• STATED PROBLEM:
Recast every line of the listing below as a numbered list, omitting blank lines.

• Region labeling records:
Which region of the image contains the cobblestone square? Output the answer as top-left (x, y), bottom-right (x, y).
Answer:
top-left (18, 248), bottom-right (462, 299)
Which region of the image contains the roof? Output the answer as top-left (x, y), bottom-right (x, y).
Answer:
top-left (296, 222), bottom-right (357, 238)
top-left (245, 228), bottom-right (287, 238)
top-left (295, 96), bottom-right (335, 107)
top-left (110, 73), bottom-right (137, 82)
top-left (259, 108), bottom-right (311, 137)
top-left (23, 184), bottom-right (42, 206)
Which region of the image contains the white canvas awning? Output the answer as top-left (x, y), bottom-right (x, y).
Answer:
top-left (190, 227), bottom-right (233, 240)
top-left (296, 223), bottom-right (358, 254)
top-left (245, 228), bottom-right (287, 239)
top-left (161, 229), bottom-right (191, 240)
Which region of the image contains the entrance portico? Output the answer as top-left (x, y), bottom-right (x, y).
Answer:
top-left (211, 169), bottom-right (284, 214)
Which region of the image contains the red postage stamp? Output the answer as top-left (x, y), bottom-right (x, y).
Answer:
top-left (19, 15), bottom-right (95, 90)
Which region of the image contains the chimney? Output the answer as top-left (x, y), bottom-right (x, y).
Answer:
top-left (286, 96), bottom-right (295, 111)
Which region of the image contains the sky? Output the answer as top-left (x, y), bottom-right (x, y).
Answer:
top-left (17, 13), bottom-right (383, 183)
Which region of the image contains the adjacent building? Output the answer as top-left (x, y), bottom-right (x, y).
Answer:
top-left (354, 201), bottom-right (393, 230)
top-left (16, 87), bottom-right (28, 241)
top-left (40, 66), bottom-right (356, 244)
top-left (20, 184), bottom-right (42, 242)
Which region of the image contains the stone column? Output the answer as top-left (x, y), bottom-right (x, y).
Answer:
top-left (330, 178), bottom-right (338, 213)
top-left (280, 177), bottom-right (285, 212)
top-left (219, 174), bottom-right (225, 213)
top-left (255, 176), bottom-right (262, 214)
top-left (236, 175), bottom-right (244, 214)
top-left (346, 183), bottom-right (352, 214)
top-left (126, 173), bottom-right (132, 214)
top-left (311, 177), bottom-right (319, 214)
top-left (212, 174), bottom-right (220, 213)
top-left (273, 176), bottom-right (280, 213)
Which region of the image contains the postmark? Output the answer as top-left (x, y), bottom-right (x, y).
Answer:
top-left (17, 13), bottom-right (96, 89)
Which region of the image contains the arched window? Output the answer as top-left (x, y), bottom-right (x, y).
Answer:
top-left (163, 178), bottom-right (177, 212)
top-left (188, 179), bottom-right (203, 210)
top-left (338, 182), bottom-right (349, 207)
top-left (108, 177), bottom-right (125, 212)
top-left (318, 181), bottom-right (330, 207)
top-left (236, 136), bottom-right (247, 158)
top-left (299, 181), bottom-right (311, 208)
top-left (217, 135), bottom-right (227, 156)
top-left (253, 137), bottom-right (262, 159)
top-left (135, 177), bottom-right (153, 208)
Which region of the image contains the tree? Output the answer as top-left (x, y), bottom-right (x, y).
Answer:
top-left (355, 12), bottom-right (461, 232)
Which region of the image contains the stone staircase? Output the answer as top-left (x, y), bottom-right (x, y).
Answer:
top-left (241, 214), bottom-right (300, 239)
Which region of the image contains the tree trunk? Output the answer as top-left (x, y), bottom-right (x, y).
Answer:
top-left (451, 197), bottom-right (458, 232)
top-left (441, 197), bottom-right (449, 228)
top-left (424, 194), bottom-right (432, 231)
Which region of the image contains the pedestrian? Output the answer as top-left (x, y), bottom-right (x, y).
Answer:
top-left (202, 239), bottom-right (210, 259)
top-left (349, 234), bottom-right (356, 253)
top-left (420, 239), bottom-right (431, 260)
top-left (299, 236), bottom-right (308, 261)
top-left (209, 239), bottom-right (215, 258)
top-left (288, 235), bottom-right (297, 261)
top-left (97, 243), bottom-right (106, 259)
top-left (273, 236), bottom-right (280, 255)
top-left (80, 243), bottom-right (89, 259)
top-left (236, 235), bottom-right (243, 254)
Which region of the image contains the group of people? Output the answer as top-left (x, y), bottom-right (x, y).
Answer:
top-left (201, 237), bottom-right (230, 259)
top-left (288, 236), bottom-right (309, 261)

• TASK ANSWER:
1. Which region of the image contains the cobblestone square? Output the answer as top-left (x, y), bottom-right (x, y).
2. Answer:
3. top-left (18, 248), bottom-right (462, 299)
4. Which region of the image contains the roof? Output the answer as top-left (x, y), bottom-right (x, y).
5. Answer:
6. top-left (296, 222), bottom-right (357, 238)
7. top-left (245, 228), bottom-right (287, 238)
8. top-left (295, 96), bottom-right (335, 107)
9. top-left (110, 73), bottom-right (137, 82)
10. top-left (259, 108), bottom-right (311, 137)
11. top-left (23, 184), bottom-right (42, 206)
12. Which region of the image contains the white canvas awning? Output the answer as top-left (x, y), bottom-right (x, y).
13. Answer:
14. top-left (190, 227), bottom-right (233, 240)
15. top-left (296, 223), bottom-right (358, 254)
16. top-left (245, 228), bottom-right (287, 239)
17. top-left (161, 229), bottom-right (191, 240)
18. Which region of the image contains the entrance portico? Output the answer as top-left (x, y), bottom-right (x, y).
19. Answer:
20. top-left (211, 169), bottom-right (284, 214)
21. Which region of the image contains the red postage stamp? Output the answer as top-left (x, y), bottom-right (x, y).
22. Answer:
23. top-left (19, 15), bottom-right (95, 90)
24. Which region of the image contains the chimney? Output the answer as top-left (x, y), bottom-right (x, y).
25. Answer:
26. top-left (286, 96), bottom-right (295, 111)
27. Which region of the image contains the sky? Output the answer as top-left (x, y), bottom-right (x, y).
28. Answer:
29. top-left (17, 13), bottom-right (383, 183)
30. Which region of the image contains the adjacent building? Output the answer as top-left (x, y), bottom-right (x, y).
31. Answer:
32. top-left (354, 201), bottom-right (393, 230)
33. top-left (16, 87), bottom-right (28, 241)
34. top-left (40, 66), bottom-right (356, 244)
35. top-left (20, 184), bottom-right (42, 242)
36. Which region of the image contains the stone column? Output the answer as top-left (x, y), bottom-right (x, y).
37. Answer:
38. top-left (330, 178), bottom-right (338, 213)
39. top-left (280, 177), bottom-right (285, 212)
40. top-left (219, 174), bottom-right (225, 213)
41. top-left (255, 176), bottom-right (262, 214)
42. top-left (236, 175), bottom-right (244, 214)
43. top-left (346, 183), bottom-right (352, 214)
44. top-left (126, 173), bottom-right (132, 214)
45. top-left (311, 177), bottom-right (319, 214)
46. top-left (212, 174), bottom-right (220, 213)
47. top-left (273, 176), bottom-right (280, 213)
48. Which region of the image contains the postmark? Output the answer as top-left (x, y), bottom-right (x, y).
49. Answer:
50. top-left (17, 13), bottom-right (96, 89)
51. Which region of the image contains the arched window? Output the answer as top-left (x, y), bottom-right (x, y).
52. Answer:
53. top-left (163, 178), bottom-right (177, 212)
54. top-left (188, 179), bottom-right (203, 210)
55. top-left (338, 182), bottom-right (349, 207)
56. top-left (108, 177), bottom-right (125, 212)
57. top-left (318, 181), bottom-right (330, 207)
58. top-left (236, 136), bottom-right (247, 158)
59. top-left (299, 181), bottom-right (311, 208)
60. top-left (217, 135), bottom-right (227, 156)
61. top-left (253, 137), bottom-right (262, 159)
62. top-left (135, 177), bottom-right (153, 208)
63. Which region of the image contains the tree? Output the answer as top-left (x, y), bottom-right (x, y).
64. Answer:
65. top-left (355, 12), bottom-right (461, 232)
66. Which region of the image contains the stone staircase? Output the answer as top-left (x, y), bottom-right (x, y).
67. Answer:
68. top-left (241, 214), bottom-right (300, 239)
69. Which region of the image contains the tree trunk? Output the answer as top-left (x, y), bottom-right (x, y).
70. Answer:
71. top-left (451, 197), bottom-right (458, 232)
72. top-left (441, 197), bottom-right (449, 228)
73. top-left (424, 194), bottom-right (432, 231)
74. Which region of the image contains the pedestrian? Output the answer as top-left (x, y), bottom-right (x, y).
75. Answer:
76. top-left (202, 239), bottom-right (210, 259)
77. top-left (349, 234), bottom-right (356, 253)
78. top-left (420, 239), bottom-right (431, 260)
79. top-left (299, 236), bottom-right (308, 261)
80. top-left (209, 239), bottom-right (215, 258)
81. top-left (288, 235), bottom-right (297, 261)
82. top-left (97, 243), bottom-right (106, 259)
83. top-left (273, 236), bottom-right (280, 255)
84. top-left (80, 243), bottom-right (89, 259)
85. top-left (236, 235), bottom-right (243, 254)
86. Which region of the image contains the group of people? Output the answer as top-left (x, y), bottom-right (x, y).
87. Answer:
88. top-left (201, 237), bottom-right (230, 259)
89. top-left (288, 236), bottom-right (309, 261)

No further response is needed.